#### Given instruction:
Rewrite every line of the records below, requests included, but leave out the pictures. Multiply each answer coordinate by 2.35 and round to the nearest whole number, with halves rounded up; numbers in the requests and their format samples stay unchanged.

#### Extracted data:
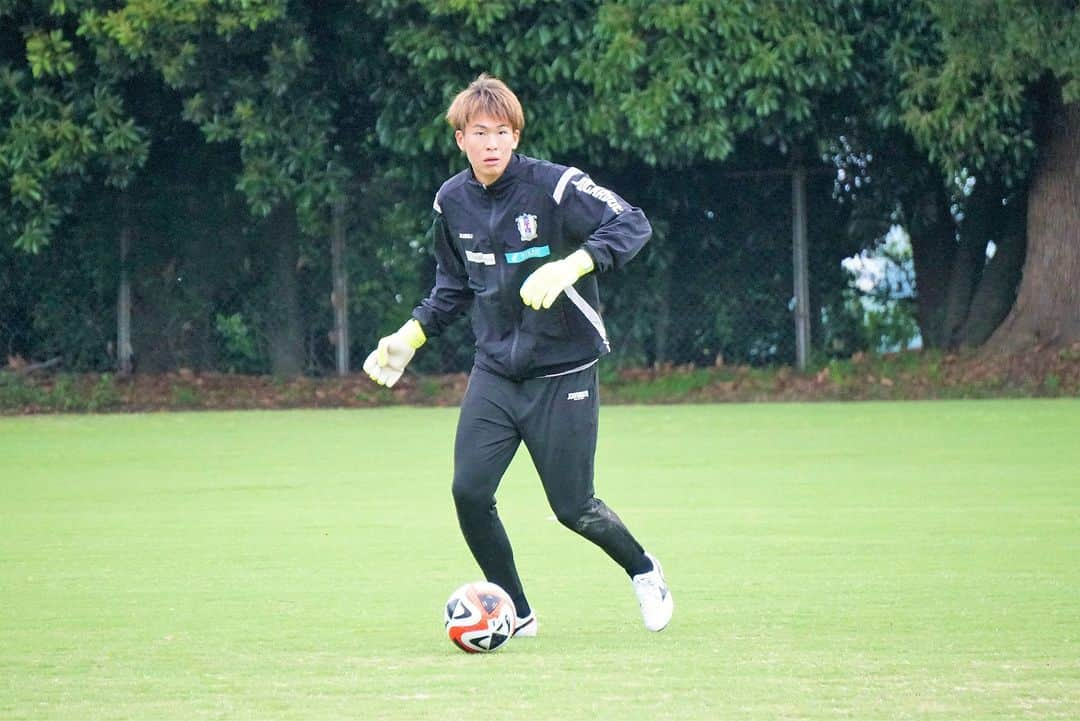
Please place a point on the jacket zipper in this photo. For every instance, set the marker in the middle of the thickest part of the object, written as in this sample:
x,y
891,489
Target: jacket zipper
x,y
499,247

#### Answer in full:
Please place a point on the jacket zipper in this photo. For every instance, set the marker in the middle of the thickest part of the object, written as in this sample:
x,y
891,489
Target: jacket zipper
x,y
1173,580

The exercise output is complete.